Exercise brief: Locate the line bearing "can you tell me where the entrance" in the material below, then reproduce it and each following line up to and including the line bearing "can you tell me where the arched window".

[[ Provided records open ]]

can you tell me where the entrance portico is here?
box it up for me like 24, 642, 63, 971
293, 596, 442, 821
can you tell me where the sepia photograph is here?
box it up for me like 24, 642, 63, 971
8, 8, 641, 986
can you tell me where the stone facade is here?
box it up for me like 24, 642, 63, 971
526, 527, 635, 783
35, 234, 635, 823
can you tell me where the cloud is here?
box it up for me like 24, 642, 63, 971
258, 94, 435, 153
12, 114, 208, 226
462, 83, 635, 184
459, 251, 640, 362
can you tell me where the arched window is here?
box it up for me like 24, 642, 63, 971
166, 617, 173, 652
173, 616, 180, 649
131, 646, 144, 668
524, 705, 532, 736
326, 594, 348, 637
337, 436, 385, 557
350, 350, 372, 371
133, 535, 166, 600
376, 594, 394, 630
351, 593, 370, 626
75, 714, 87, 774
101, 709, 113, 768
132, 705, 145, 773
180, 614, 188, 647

[[ Provided records closed ]]
[[ Provided records open ]]

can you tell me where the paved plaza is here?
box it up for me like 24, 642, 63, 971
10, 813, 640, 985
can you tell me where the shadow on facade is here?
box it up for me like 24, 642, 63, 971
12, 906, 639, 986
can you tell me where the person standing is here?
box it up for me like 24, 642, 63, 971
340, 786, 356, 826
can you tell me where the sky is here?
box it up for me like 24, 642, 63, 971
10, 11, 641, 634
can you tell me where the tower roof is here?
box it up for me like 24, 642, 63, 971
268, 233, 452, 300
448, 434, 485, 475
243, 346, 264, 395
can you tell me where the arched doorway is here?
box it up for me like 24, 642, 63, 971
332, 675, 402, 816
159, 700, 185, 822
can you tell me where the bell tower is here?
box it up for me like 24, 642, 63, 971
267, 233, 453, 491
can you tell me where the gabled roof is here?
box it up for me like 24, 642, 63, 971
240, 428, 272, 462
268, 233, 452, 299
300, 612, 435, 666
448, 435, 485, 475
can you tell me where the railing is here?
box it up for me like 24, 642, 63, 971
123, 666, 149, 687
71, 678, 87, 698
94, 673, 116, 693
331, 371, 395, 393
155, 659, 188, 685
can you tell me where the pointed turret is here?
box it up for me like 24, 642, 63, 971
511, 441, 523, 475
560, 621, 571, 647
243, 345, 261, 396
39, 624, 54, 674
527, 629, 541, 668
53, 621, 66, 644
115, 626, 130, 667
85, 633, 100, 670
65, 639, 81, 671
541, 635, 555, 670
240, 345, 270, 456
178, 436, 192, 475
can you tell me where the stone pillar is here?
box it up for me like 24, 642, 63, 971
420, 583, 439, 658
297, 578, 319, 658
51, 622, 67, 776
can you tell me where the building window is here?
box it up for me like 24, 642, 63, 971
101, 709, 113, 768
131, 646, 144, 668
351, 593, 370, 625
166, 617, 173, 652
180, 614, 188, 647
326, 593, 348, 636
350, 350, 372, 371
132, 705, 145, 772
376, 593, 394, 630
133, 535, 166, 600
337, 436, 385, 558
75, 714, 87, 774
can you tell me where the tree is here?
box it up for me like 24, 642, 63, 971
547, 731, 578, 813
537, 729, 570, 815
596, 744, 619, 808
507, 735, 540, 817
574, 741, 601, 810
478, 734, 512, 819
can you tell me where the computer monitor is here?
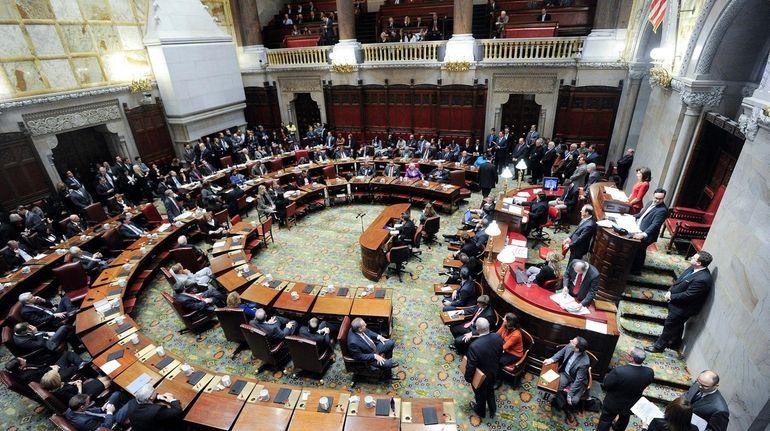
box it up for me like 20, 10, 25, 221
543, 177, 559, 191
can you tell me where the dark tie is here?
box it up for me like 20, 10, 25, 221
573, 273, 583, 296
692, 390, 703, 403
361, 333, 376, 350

[[ Provided records closed ]]

Task solution:
can you tell me where the entrance portico is here?
box it up for me like 24, 642, 63, 971
293, 596, 442, 821
can you tell me where the sepia photograph is here?
box it up for me like 24, 642, 63, 971
8, 8, 641, 986
can you tell me where the stone facade is here?
box it up for me like 24, 642, 63, 971
526, 527, 635, 783
35, 234, 635, 823
can you tell me where the cloud is here?
box it up for me like 24, 642, 63, 971
258, 94, 435, 153
12, 114, 208, 226
462, 83, 635, 184
459, 251, 640, 362
can you tell me where the arched window is here?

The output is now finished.